## WHAT IS BEING ASKED
Write out, unchanged, every line of the listing below from the line containing "Put a dot on the blonde" down to the line containing "<point>241,83</point>", including both of those lines.

Pointing and labeling entries:
_ _ _ _ _
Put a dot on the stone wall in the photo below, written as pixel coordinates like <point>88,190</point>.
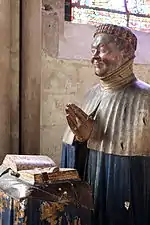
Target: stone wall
<point>65,81</point>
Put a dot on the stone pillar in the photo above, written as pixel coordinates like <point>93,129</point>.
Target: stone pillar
<point>30,76</point>
<point>5,77</point>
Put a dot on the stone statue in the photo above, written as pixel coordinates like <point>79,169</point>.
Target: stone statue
<point>108,138</point>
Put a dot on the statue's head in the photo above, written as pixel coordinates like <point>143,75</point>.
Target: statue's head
<point>112,47</point>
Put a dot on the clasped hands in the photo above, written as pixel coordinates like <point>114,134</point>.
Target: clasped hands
<point>79,122</point>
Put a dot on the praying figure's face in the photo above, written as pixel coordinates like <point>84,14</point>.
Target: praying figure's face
<point>106,56</point>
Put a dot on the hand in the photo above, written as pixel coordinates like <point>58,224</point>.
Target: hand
<point>80,123</point>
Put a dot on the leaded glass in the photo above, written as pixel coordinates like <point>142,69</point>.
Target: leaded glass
<point>139,23</point>
<point>139,6</point>
<point>132,13</point>
<point>94,17</point>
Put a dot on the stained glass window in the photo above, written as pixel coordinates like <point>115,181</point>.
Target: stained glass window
<point>131,13</point>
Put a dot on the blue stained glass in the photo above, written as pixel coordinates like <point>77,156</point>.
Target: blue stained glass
<point>139,6</point>
<point>91,16</point>
<point>114,12</point>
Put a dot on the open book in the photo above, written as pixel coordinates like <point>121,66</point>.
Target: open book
<point>38,169</point>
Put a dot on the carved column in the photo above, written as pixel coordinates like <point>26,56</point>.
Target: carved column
<point>30,76</point>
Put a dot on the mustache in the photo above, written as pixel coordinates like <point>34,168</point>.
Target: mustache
<point>99,60</point>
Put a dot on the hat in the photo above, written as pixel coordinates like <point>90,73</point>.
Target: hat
<point>118,31</point>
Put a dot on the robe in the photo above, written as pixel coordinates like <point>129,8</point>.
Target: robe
<point>115,160</point>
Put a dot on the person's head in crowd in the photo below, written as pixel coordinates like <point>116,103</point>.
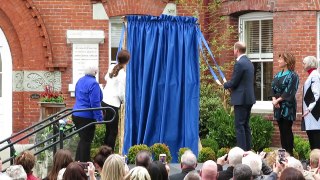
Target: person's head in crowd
<point>61,159</point>
<point>310,62</point>
<point>295,163</point>
<point>123,59</point>
<point>99,159</point>
<point>138,173</point>
<point>188,160</point>
<point>254,162</point>
<point>113,168</point>
<point>242,172</point>
<point>235,156</point>
<point>289,59</point>
<point>291,173</point>
<point>209,170</point>
<point>91,70</point>
<point>271,158</point>
<point>192,175</point>
<point>314,158</point>
<point>74,171</point>
<point>157,171</point>
<point>143,158</point>
<point>4,176</point>
<point>27,160</point>
<point>16,172</point>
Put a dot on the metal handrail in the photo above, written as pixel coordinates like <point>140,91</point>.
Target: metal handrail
<point>57,116</point>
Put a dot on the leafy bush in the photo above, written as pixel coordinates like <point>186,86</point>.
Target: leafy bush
<point>267,150</point>
<point>221,128</point>
<point>302,147</point>
<point>211,143</point>
<point>158,149</point>
<point>221,152</point>
<point>181,151</point>
<point>133,151</point>
<point>206,154</point>
<point>261,130</point>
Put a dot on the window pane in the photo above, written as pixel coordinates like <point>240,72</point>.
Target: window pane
<point>252,34</point>
<point>267,78</point>
<point>266,36</point>
<point>116,29</point>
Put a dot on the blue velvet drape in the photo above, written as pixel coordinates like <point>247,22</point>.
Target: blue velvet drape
<point>162,90</point>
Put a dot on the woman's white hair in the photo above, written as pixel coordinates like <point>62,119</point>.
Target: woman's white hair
<point>91,70</point>
<point>235,156</point>
<point>311,61</point>
<point>254,162</point>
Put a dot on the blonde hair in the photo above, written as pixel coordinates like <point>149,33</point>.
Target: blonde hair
<point>271,158</point>
<point>27,160</point>
<point>113,168</point>
<point>314,157</point>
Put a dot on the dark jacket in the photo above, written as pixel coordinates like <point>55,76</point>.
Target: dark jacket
<point>241,83</point>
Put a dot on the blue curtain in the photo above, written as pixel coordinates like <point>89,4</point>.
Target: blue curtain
<point>162,90</point>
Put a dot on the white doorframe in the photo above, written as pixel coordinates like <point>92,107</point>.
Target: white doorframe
<point>6,99</point>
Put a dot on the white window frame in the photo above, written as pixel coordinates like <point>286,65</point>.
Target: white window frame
<point>260,106</point>
<point>113,20</point>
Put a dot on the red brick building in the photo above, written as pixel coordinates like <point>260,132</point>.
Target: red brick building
<point>35,47</point>
<point>270,27</point>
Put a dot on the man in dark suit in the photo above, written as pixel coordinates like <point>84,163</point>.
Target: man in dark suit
<point>242,95</point>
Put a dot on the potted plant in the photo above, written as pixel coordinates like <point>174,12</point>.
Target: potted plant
<point>51,102</point>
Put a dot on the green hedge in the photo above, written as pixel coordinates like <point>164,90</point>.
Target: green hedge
<point>133,151</point>
<point>222,130</point>
<point>158,149</point>
<point>206,154</point>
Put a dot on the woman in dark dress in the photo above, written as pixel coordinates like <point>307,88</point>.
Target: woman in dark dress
<point>284,87</point>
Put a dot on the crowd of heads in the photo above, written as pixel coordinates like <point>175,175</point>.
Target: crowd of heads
<point>243,165</point>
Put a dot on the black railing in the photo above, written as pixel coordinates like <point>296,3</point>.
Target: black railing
<point>57,137</point>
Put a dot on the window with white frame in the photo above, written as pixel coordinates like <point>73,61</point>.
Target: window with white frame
<point>115,26</point>
<point>256,30</point>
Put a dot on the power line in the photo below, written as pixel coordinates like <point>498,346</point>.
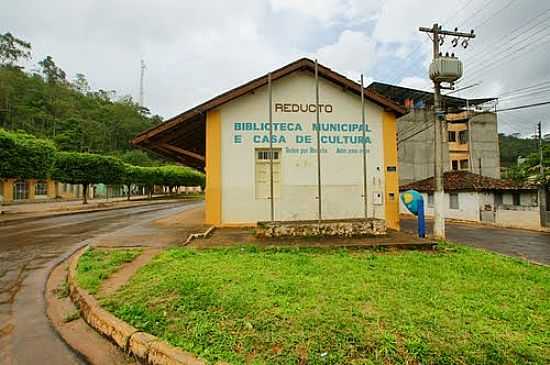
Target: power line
<point>526,106</point>
<point>401,69</point>
<point>506,58</point>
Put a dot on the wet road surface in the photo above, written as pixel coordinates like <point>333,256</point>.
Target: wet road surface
<point>532,245</point>
<point>28,251</point>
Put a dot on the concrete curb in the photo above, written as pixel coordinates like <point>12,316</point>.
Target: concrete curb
<point>194,236</point>
<point>145,347</point>
<point>84,211</point>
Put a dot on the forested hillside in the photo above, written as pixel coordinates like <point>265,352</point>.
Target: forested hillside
<point>512,147</point>
<point>45,103</point>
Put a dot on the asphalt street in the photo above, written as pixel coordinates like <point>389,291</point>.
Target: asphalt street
<point>28,251</point>
<point>532,245</point>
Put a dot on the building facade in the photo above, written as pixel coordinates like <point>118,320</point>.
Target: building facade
<point>474,198</point>
<point>30,190</point>
<point>237,157</point>
<point>471,142</point>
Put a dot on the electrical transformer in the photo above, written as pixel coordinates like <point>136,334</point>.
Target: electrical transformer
<point>446,69</point>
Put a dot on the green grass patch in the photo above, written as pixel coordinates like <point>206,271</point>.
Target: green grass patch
<point>96,265</point>
<point>289,306</point>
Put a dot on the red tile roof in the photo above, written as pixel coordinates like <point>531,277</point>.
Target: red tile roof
<point>467,181</point>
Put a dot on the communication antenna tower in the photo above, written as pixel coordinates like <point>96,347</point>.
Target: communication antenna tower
<point>142,73</point>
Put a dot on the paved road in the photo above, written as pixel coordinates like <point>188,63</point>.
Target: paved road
<point>27,253</point>
<point>513,242</point>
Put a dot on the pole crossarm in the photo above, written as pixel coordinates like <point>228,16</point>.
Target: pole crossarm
<point>447,32</point>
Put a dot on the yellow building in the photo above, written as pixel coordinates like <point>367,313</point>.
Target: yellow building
<point>229,137</point>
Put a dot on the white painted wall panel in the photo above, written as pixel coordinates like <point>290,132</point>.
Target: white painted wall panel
<point>342,176</point>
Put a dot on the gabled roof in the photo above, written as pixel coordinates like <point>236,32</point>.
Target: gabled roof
<point>301,64</point>
<point>467,181</point>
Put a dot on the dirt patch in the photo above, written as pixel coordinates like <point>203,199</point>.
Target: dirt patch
<point>74,331</point>
<point>121,276</point>
<point>224,237</point>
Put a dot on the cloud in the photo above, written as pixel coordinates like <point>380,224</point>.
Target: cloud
<point>415,82</point>
<point>352,54</point>
<point>194,50</point>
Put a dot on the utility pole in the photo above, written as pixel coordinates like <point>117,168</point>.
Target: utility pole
<point>539,132</point>
<point>541,190</point>
<point>438,77</point>
<point>317,120</point>
<point>142,73</point>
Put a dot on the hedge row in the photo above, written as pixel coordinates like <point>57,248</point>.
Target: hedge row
<point>25,156</point>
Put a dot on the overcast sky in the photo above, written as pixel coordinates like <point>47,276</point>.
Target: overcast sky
<point>196,49</point>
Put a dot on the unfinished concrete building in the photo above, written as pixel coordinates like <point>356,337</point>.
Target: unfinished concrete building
<point>471,142</point>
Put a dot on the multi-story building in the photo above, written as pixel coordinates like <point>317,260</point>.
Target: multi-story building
<point>471,142</point>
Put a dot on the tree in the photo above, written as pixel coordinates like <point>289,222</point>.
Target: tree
<point>13,49</point>
<point>138,158</point>
<point>24,156</point>
<point>53,73</point>
<point>86,169</point>
<point>175,176</point>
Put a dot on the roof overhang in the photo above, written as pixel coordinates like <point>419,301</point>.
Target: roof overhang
<point>182,137</point>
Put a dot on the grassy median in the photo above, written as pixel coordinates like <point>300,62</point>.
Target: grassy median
<point>289,306</point>
<point>96,265</point>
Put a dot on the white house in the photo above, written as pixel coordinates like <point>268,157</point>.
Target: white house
<point>475,198</point>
_ _ _ _ _
## SOLUTION TO THIS TASK
Put a dot on the blonde hair in the photo above, written as pixel coordinates like <point>149,33</point>.
Target: blonde hair
<point>271,158</point>
<point>27,160</point>
<point>113,168</point>
<point>314,157</point>
Put a dot on the dark jacket in the photo above, written as pixel coordinates like <point>55,76</point>.
Target: dark jacket
<point>241,83</point>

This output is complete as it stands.